*Colormap of the notebook:*

* <span style="color:red">assignment problem</span>. The red color indicates the task that should be done
* <span style="color:green">debugging</span>. The green tells you what is expected outcome. Its primarily goal to help you get the correct answer
* <span style="color:blue">hints</span>.

Assignment 3 (Two layer network)
======================



##### Preliminaries

In [None]:
# for compatability issues 
from __future__ import print_function

In [None]:
import numpy as np
import os
from PIL import Image
import matplotlib.pyplot as plt

In [None]:
import torch
import torchvision
import torch.nn as nn
from torch.autograd import Variable

In [None]:
# to make interactive plotting possible
%matplotlib inline
# for auto-reloading external modules
%load_ext autoreload
%autoreload 2

In [None]:
# make plots a bit nicer
plt.matplotlib.rcParams.update({'font.size': 18, 'font.family': 'serif'})

In [None]:
# random seed settings
torch.manual_seed(42)
np.random.seed(42)

# data type (useful to have in pytorch)
dtype_np = np.float64
dtype_torch = torch.FloatTensor
# dtype = torch.cuda.FloatTensor # to run on GPU

##### Data (playground)

In [None]:
# load data
data = np.loadtxt('data/toy_data/data_class_train.txt')
dataX = data[:,0:2]
dataY = data[:,2]

In [None]:
n_samples = data.shape[0]
dim_in = 2 # two features
dim_out = 3 # three classes

n_train = int(n_samples * 0.7)
n_test = n_samples - n_train

In [None]:
# train-test partition
perm = np.random.permutation(n_samples)
train_indx = perm[:n_train]
test_indx = perm[n_train:]

dataX_train, dataY_train = dataX[train_indx,:], dataY[train_indx]
dataX_test, dataY_test = dataX[test_indx,:], dataY[test_indx]

In [None]:
# visualize data
plt.figure(figsize=(10,5))
plt.plot(dataX_train[dataY_train==0,0], dataX_train[dataY_train==0,1],'ob', label="class1")

### The tasks
1. Reproduce the stretch of the two-layer network notebook from "n_test = n_samples" through "plt.figure(figsize=(10,5))".
2. Pick up the two-layer network notebook after its last line and carry it on from there.

### Records provided
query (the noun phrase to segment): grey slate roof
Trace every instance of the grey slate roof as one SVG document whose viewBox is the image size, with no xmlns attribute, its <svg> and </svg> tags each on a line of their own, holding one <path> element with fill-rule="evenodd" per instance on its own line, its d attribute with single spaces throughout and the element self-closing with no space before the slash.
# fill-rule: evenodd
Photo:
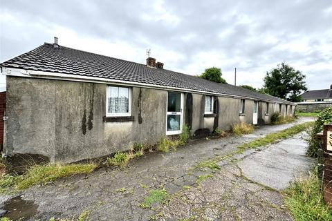
<svg viewBox="0 0 332 221">
<path fill-rule="evenodd" d="M 294 104 L 239 86 L 217 84 L 192 75 L 153 68 L 145 64 L 62 46 L 57 48 L 48 43 L 5 61 L 0 66 L 199 90 L 207 93 L 248 97 L 259 100 Z"/>
<path fill-rule="evenodd" d="M 308 90 L 301 97 L 302 99 L 332 98 L 332 92 L 329 89 Z"/>
</svg>

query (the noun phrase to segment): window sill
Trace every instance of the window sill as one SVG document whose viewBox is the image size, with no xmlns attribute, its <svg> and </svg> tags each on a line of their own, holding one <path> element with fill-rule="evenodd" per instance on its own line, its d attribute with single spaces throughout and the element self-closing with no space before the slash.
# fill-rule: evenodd
<svg viewBox="0 0 332 221">
<path fill-rule="evenodd" d="M 133 116 L 104 117 L 102 121 L 104 122 L 133 122 Z"/>
<path fill-rule="evenodd" d="M 216 115 L 216 113 L 205 113 L 204 117 L 215 117 Z"/>
</svg>

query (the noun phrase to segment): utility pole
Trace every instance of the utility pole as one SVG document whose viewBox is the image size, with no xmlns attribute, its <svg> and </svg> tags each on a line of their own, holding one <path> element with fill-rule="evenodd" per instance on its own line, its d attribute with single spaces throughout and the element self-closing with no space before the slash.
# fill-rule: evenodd
<svg viewBox="0 0 332 221">
<path fill-rule="evenodd" d="M 235 77 L 234 79 L 234 85 L 237 86 L 237 68 L 235 68 Z"/>
</svg>

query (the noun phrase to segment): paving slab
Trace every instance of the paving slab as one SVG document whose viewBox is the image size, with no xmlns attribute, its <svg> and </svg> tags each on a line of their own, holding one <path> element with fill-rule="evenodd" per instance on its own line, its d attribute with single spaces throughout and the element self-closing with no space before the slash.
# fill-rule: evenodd
<svg viewBox="0 0 332 221">
<path fill-rule="evenodd" d="M 19 193 L 23 200 L 33 202 L 37 208 L 22 220 L 77 218 L 84 210 L 90 212 L 91 220 L 290 220 L 280 193 L 250 180 L 257 179 L 264 183 L 269 180 L 261 180 L 254 173 L 252 176 L 246 173 L 246 167 L 250 165 L 258 172 L 261 167 L 275 168 L 268 154 L 268 150 L 273 147 L 246 151 L 237 157 L 221 161 L 218 162 L 220 170 L 197 170 L 194 166 L 203 160 L 226 155 L 237 150 L 239 144 L 257 137 L 312 120 L 300 118 L 291 124 L 259 126 L 252 136 L 194 140 L 175 152 L 147 153 L 119 169 L 102 168 L 87 175 L 59 179 L 50 184 L 31 187 Z M 291 139 L 286 142 L 293 143 L 297 142 Z M 270 153 L 279 155 L 274 157 L 276 162 L 286 164 L 285 160 L 290 160 L 290 155 L 299 161 L 297 164 L 293 160 L 285 166 L 288 170 L 302 165 L 299 162 L 304 160 L 303 151 L 297 152 L 298 149 L 287 146 L 277 149 L 279 152 Z M 261 153 L 264 154 L 259 155 Z M 257 155 L 259 157 L 250 158 Z M 255 160 L 261 163 L 254 165 Z M 239 166 L 242 161 L 248 164 Z M 299 169 L 305 171 L 307 167 Z M 273 173 L 284 173 L 285 170 L 279 170 L 275 169 Z M 288 182 L 290 176 L 281 177 Z M 198 182 L 199 177 L 205 178 Z M 266 183 L 275 187 L 280 180 Z M 169 195 L 166 202 L 147 209 L 141 206 L 151 190 L 163 188 Z"/>
</svg>

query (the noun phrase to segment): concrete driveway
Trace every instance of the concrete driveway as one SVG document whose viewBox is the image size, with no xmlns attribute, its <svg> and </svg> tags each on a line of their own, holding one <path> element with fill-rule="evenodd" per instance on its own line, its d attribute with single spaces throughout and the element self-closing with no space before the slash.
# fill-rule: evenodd
<svg viewBox="0 0 332 221">
<path fill-rule="evenodd" d="M 21 193 L 15 214 L 26 210 L 25 203 L 33 208 L 27 220 L 77 218 L 84 210 L 91 220 L 290 220 L 278 190 L 310 167 L 304 155 L 305 133 L 223 156 L 243 142 L 310 120 L 264 126 L 243 137 L 195 140 L 176 152 L 146 154 L 120 169 L 104 168 L 34 186 Z M 220 169 L 195 168 L 211 157 L 220 159 Z M 167 193 L 166 202 L 140 206 L 151 190 L 162 189 Z"/>
</svg>

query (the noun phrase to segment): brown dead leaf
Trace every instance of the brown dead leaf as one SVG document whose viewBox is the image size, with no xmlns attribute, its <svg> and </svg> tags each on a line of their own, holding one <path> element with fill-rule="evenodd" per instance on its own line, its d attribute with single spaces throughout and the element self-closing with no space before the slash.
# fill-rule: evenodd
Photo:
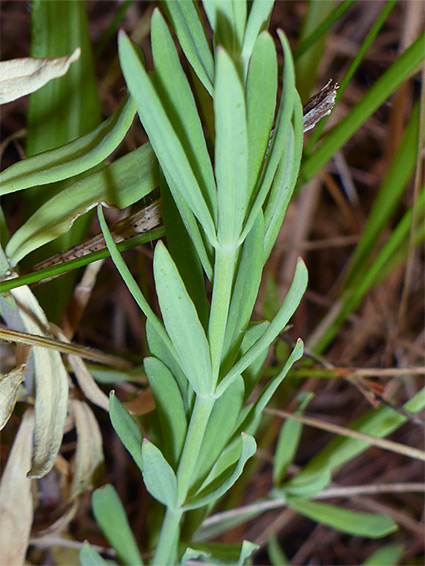
<svg viewBox="0 0 425 566">
<path fill-rule="evenodd" d="M 1 563 L 19 566 L 33 522 L 32 480 L 27 477 L 33 449 L 34 412 L 27 409 L 10 451 L 0 483 Z"/>
<path fill-rule="evenodd" d="M 34 59 L 24 57 L 0 62 L 0 104 L 35 92 L 52 79 L 62 77 L 81 55 L 77 49 L 66 57 Z"/>
</svg>

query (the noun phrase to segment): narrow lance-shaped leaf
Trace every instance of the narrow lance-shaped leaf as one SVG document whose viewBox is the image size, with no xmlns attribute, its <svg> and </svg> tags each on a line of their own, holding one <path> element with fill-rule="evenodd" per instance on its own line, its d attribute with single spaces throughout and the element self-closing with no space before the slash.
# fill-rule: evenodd
<svg viewBox="0 0 425 566">
<path fill-rule="evenodd" d="M 152 442 L 143 440 L 143 480 L 146 489 L 163 505 L 176 509 L 177 479 L 170 464 Z"/>
<path fill-rule="evenodd" d="M 128 566 L 142 565 L 123 504 L 115 488 L 108 484 L 97 489 L 92 496 L 93 513 L 120 560 Z"/>
<path fill-rule="evenodd" d="M 218 239 L 221 245 L 235 245 L 250 198 L 247 116 L 242 83 L 223 48 L 216 54 L 214 116 Z"/>
<path fill-rule="evenodd" d="M 127 99 L 89 134 L 11 165 L 0 173 L 0 195 L 62 181 L 98 165 L 122 141 L 135 113 L 134 102 Z"/>
<path fill-rule="evenodd" d="M 193 389 L 208 395 L 211 360 L 205 331 L 176 265 L 162 242 L 154 256 L 154 276 L 165 328 Z"/>
<path fill-rule="evenodd" d="M 175 200 L 178 203 L 182 198 L 187 202 L 202 224 L 210 242 L 214 242 L 215 227 L 211 212 L 202 197 L 185 150 L 146 70 L 124 32 L 120 32 L 118 47 L 121 68 L 128 88 L 136 101 L 141 122 L 164 171 L 167 183 L 173 195 L 176 195 Z"/>
</svg>

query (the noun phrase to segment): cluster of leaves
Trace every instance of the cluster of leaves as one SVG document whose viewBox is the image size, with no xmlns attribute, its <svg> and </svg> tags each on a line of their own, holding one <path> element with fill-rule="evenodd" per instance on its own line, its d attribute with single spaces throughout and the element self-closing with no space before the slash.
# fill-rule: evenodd
<svg viewBox="0 0 425 566">
<path fill-rule="evenodd" d="M 347 9 L 350 2 L 342 4 L 343 9 Z M 393 4 L 388 3 L 375 23 L 365 42 L 365 50 Z M 270 143 L 278 90 L 276 50 L 266 31 L 273 2 L 254 1 L 250 10 L 248 4 L 241 1 L 206 2 L 205 13 L 214 34 L 214 54 L 194 3 L 171 0 L 163 5 L 193 71 L 193 80 L 201 93 L 198 100 L 194 98 L 169 28 L 159 11 L 154 12 L 151 21 L 152 73 L 147 73 L 143 57 L 121 33 L 119 58 L 129 97 L 119 110 L 97 127 L 91 124 L 88 133 L 81 129 L 77 134 L 67 132 L 73 141 L 65 145 L 66 139 L 60 143 L 50 140 L 50 147 L 44 143 L 40 149 L 37 144 L 43 144 L 42 132 L 33 129 L 33 138 L 28 143 L 29 157 L 0 175 L 1 194 L 55 184 L 54 196 L 34 207 L 26 222 L 7 242 L 4 252 L 1 251 L 0 266 L 6 274 L 30 252 L 64 234 L 76 216 L 96 203 L 124 208 L 160 187 L 168 249 L 161 242 L 156 245 L 154 278 L 162 320 L 125 265 L 108 231 L 102 209 L 98 209 L 110 255 L 147 319 L 151 355 L 145 358 L 144 369 L 156 406 L 156 418 L 149 424 L 150 441 L 142 438 L 133 417 L 114 394 L 109 400 L 110 416 L 116 432 L 139 466 L 146 488 L 166 509 L 165 516 L 159 508 L 156 510 L 161 528 L 152 534 L 157 538 L 153 563 L 175 563 L 178 559 L 185 563 L 194 558 L 207 559 L 209 563 L 220 560 L 243 563 L 255 548 L 251 543 L 226 548 L 226 545 L 212 546 L 206 541 L 260 513 L 260 507 L 241 511 L 236 519 L 229 517 L 219 525 L 199 529 L 199 524 L 240 477 L 245 463 L 255 452 L 252 435 L 259 426 L 264 407 L 293 363 L 302 356 L 303 347 L 299 342 L 277 375 L 262 388 L 257 400 L 248 403 L 261 376 L 268 348 L 294 313 L 307 284 L 305 266 L 299 262 L 291 289 L 272 321 L 252 324 L 250 318 L 263 266 L 297 179 L 300 185 L 310 179 L 413 72 L 423 58 L 422 45 L 418 40 L 400 56 L 319 147 L 314 145 L 316 136 L 307 147 L 301 165 L 302 107 L 295 88 L 291 52 L 281 32 L 282 94 Z M 35 6 L 41 9 L 43 3 Z M 336 11 L 324 23 L 330 26 L 335 17 Z M 322 25 L 317 37 L 326 31 L 326 25 Z M 314 37 L 306 38 L 303 49 L 307 50 L 314 40 Z M 84 46 L 82 48 L 84 54 Z M 299 50 L 300 54 L 303 49 Z M 38 55 L 46 56 L 46 53 Z M 347 72 L 339 96 L 361 57 L 359 54 Z M 81 64 L 87 65 L 87 61 Z M 92 96 L 87 95 L 91 96 L 92 104 L 96 99 L 93 93 L 94 90 Z M 202 108 L 203 118 L 210 126 L 207 139 L 198 107 Z M 45 99 L 33 98 L 30 119 L 39 118 L 44 108 Z M 136 112 L 150 143 L 104 165 L 105 158 L 125 136 Z M 96 112 L 92 112 L 92 116 L 95 121 L 98 119 Z M 339 311 L 320 340 L 312 344 L 317 351 L 329 344 L 367 289 L 383 276 L 382 269 L 377 270 L 376 266 L 384 262 L 390 269 L 404 257 L 411 211 L 400 221 L 399 229 L 380 252 L 378 260 L 368 263 L 370 251 L 414 168 L 415 158 L 409 148 L 415 147 L 417 124 L 417 115 L 413 114 L 394 160 L 395 171 L 399 170 L 397 163 L 405 165 L 403 175 L 394 175 L 394 171 L 388 173 L 393 190 L 388 198 L 388 191 L 385 187 L 382 189 L 385 215 L 378 202 L 370 228 L 353 259 Z M 208 142 L 214 148 L 213 160 Z M 43 153 L 39 153 L 41 150 Z M 420 202 L 424 195 L 422 188 Z M 417 241 L 423 237 L 423 233 L 415 235 Z M 59 271 L 55 268 L 52 274 Z M 204 277 L 212 290 L 211 302 L 207 300 Z M 28 278 L 22 277 L 1 283 L 3 292 L 11 290 L 1 298 L 3 318 L 15 329 L 49 334 L 47 318 L 33 295 L 25 287 L 16 288 L 28 282 Z M 31 477 L 42 477 L 54 465 L 70 410 L 77 426 L 79 446 L 86 446 L 85 452 L 77 453 L 77 473 L 71 489 L 71 498 L 75 499 L 92 485 L 94 471 L 102 459 L 96 421 L 86 403 L 68 399 L 67 371 L 58 353 L 34 348 L 31 363 L 33 370 L 26 372 L 25 385 L 29 392 L 35 391 L 34 417 L 31 409 L 27 409 L 17 440 L 22 440 L 24 432 L 28 438 L 28 429 L 34 430 L 34 453 L 29 458 L 32 447 L 27 443 L 25 461 L 31 462 Z M 84 366 L 77 367 L 72 358 L 70 363 L 87 399 L 107 409 L 104 394 Z M 46 371 L 46 368 L 49 369 Z M 18 378 L 13 381 L 15 393 L 26 369 L 27 364 L 22 364 Z M 299 399 L 299 412 L 303 412 L 309 400 L 310 396 Z M 13 406 L 14 402 L 8 404 L 7 415 Z M 418 394 L 405 409 L 416 412 L 423 406 L 423 395 Z M 383 407 L 352 423 L 352 428 L 382 437 L 404 420 L 389 407 Z M 96 431 L 90 439 L 96 447 L 92 453 L 83 442 L 87 423 Z M 301 430 L 301 424 L 292 421 L 282 427 L 274 462 L 275 489 L 270 494 L 273 503 L 290 506 L 343 532 L 365 537 L 392 532 L 395 524 L 387 517 L 311 501 L 329 484 L 335 469 L 366 449 L 368 444 L 364 440 L 339 438 L 333 441 L 285 482 Z M 10 482 L 10 474 L 6 474 L 5 479 Z M 13 485 L 5 479 L 1 484 L 2 496 Z M 27 495 L 28 483 L 22 481 Z M 13 489 L 16 488 L 15 483 Z M 7 501 L 5 508 L 7 511 Z M 121 561 L 142 564 L 125 512 L 112 486 L 94 493 L 93 510 Z M 185 540 L 191 542 L 179 547 L 183 545 L 180 536 L 183 517 Z M 80 560 L 82 564 L 104 563 L 89 545 L 81 550 Z"/>
</svg>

### Results in order
1.
n_test = n_samples - n_train

In [None]:
# train-test partition
perm = np.random.permutation(n_samples)
train_indx = perm[:n_train]
test_indx = perm[n_train:]

dataX_train, dataY_train = dataX[train_indx,:], dataY[train_indx]
dataX_test, dataY_test = dataX[test_indx,:], dataY[test_indx]

In [None]:
# visualize data
plt.figure(figsize=(10,5))

2.
plt.plot(dataX_train[dataY_train==1,0], dataX_train[dataY_train==1,1],'og', label="class2")
plt.plot(dataX_train[dataY_train==2,0], dataX_train[dataY_train==2,1],'or', label="class3")

plt.plot(dataX_test[:,0], dataX_test[:,1],'xk', label="test")

plt.xlabel('feature #1')
plt.ylabel('feature #2')
plt.legend()
plt.xlim(-9, 9)
plt.ylim(-5, 12);

##### Two-layer Network (by hand)

$$x_{hidden} = RELU(x  \cdot W_1 + b_1)$$
$$y_{pred} = x_{hidden} \cdot W_2 + b_2$$

In [None]:
dim_hidden = 100 # hidden dimension

In [None]:
# input 
x = Variable(torch.from_numpy(dataX_train).type(dtype_torch), requires_grad=False)
y = Variable(torch.from_numpy(dataY_train).type(torch.LongTensor), requires_grad=False)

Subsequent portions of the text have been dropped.